Extracted text -
○ ○ ○ ○ ○
The skies clear and the sun shines on the recent snow . . . Lakeland is looking its best again.

We meet up with Trevor and Gill and walked from their home in Grange.

Our other companions, apart from Harry, are challenging each other for size and exuberance

as they are both now over a year old.

First we have to drive over Whinlatter Pass as Honister is shut due to the ice.

The pass has been closed itself for several weeks, not for ice but for tree clearance

so, unusually, we have a view of Skiddaw from the forest road as we pass Cottage in the Woods.

Some of the trees they have felled have been lined up ready for collection.

Through Keswick and into Borrowdale.

We stop for a quick look at the view of Catbells from the Watendlath Jetty.

There is the potential for a nice calm, sunny day ahead.

We meet up at Trevor and Gill's house and our walk starts directly from the village.

We head out over the bridge, leaving the ducks to play in the extremely clear water of the River Derwent.

Our first summit of the day is staight ahead of us.

Looking north.  The water is not flowing fast today . . .
. . . so the low temperatures have formed ice on the river.
Gill, Trevor and Ann as we head off into the woodland . . .
. . . accompanied by our three companions.

Dylan is just a year old and Finlay about five months older . . . they are so alike.

Looking back along our outward route to the snow covered High Spy / Maiden Moor ridge on the other side of the valley.

Looking forward to the crags of King's How on the right

and in the centre the Black Crag rock face, home to the Troutdale Pinnacle, a famous local rock climb.

Up through the woods on a fast rising, pitched path.

The top of the climb . . . up through the birch wood.

Wainwright described it as . . . . " in Autumn, a golden ladder to heaven" . . . still a nice walk today despite the lack of autumnal leaves.

Harry and Dylan pause in the sunshine as the walk starts to level out.

The colour on this walk today comes from the lovely sunshine.
○ ○ ○ ○ ○
Input records -

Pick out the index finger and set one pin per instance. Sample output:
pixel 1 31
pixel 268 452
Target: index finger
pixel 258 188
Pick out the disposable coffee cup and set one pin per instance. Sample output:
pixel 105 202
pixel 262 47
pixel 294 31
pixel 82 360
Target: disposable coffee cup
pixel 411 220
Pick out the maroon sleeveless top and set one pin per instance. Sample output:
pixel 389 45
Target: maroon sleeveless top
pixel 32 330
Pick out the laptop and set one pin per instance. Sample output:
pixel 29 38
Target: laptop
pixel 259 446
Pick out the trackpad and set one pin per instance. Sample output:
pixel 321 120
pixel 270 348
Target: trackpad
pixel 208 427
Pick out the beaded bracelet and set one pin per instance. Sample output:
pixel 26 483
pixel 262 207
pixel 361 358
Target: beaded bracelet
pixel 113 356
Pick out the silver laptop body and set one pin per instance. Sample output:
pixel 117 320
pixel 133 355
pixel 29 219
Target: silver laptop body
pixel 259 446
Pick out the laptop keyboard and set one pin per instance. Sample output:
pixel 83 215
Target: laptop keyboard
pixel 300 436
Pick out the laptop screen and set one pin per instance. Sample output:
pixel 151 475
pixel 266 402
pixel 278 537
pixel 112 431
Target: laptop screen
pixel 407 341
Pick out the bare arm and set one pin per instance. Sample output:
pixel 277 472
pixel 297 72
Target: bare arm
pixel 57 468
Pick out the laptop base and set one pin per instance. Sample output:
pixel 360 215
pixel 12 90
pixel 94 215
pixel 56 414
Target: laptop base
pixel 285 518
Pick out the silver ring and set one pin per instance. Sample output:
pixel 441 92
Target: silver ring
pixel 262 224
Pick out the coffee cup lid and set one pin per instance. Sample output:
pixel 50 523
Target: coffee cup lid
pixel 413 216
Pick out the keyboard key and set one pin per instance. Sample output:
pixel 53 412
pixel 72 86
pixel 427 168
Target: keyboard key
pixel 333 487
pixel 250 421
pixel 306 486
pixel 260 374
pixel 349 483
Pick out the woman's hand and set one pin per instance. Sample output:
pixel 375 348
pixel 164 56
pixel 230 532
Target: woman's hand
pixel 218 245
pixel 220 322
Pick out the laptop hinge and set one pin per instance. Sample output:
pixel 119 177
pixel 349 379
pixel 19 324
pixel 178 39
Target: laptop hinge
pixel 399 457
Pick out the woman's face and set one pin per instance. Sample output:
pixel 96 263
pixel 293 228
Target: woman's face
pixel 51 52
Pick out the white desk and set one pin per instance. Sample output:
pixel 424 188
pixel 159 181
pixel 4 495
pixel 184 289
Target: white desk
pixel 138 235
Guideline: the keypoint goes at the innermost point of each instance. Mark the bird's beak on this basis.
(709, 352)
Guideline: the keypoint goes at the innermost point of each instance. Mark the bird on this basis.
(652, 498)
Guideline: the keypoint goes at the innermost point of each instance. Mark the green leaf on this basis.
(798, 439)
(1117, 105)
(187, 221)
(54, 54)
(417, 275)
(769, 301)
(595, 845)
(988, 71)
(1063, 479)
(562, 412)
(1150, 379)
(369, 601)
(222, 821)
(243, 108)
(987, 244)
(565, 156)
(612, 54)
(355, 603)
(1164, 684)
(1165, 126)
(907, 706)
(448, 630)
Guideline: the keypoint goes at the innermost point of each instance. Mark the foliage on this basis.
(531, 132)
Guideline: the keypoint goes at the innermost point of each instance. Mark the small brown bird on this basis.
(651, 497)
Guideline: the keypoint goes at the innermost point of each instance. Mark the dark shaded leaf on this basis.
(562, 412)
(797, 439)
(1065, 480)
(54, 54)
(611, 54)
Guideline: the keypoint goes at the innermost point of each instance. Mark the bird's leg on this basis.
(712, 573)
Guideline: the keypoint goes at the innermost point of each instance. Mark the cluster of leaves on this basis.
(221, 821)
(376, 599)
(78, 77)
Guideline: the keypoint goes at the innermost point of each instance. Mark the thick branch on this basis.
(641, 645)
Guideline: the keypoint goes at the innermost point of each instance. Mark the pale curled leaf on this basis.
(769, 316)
○ ○ ○ ○ ○
List of tasks -
1. Render the lines of the records as a JSON list of strings, one string per line with blank lines omitted, covering everything from the line containing "Pick out the laptop screen" down to the line containing "pixel 285 518".
2. Resume the account of the winter walk from Grange, picking up after its last sentence.

Task-by-task outputs -
1.
[
  "Pick out the laptop screen and set one pin per instance. Sample output:",
  "pixel 151 475",
  "pixel 266 402",
  "pixel 278 537",
  "pixel 112 431",
  "Target: laptop screen",
  "pixel 407 341",
  "Pick out the bare arm and set one pin per instance. Sample output:",
  "pixel 277 472",
  "pixel 297 72",
  "Target: bare arm",
  "pixel 57 468",
  "Pick out the laptop base and set one pin per instance. Sample output:",
  "pixel 360 215",
  "pixel 12 90",
  "pixel 94 215",
  "pixel 56 414",
  "Target: laptop base",
  "pixel 285 518"
]

2.
Here above the snow line the path is getting slippery so out come the microspikes.

Walking on the mixed surface has suddenly become a lot easier as our grip is more assured.

The last of the climb ahead . . . Dylan rushes back to tell us.
In the shadow of the crags we pass several fine icicles.

I've included Dylan to add scale . . . but he made himself look small to confuse the viewer.

Nearing the top of King's How and the views really open out.

Gone are the trees and the whole panorama of Derwent Water and Skiddaw is laid out before us.

The last twist and turns of the path give us sneak views down to Manesty Woods and Catbells.

Blencathra is really catching the sun and shines out like a beacon.

Ahead we can see Sergeant's Crag, High Raise and distant Pike O'Stickle.

The view from the top was absolutely stunning . . .

. . . so I share it with you here.

Click here or on the photo above for a full Loweswatercam 360 degree annotated panorama.

(Backspace afterwards to get back to this point on the page)

The winter views deserve a closer look . . . here across Grange Fell to Brown Cove and the summit of Helvellyn.

In the centre of the photo you may be able to make out the tip of Catstycam above the ridge to Helvellyn's Whiteside.

A close up on that unusual view of Pike O'Stickle, more normally associated with the Langdale Valley.

The Big One . . . the highest in England.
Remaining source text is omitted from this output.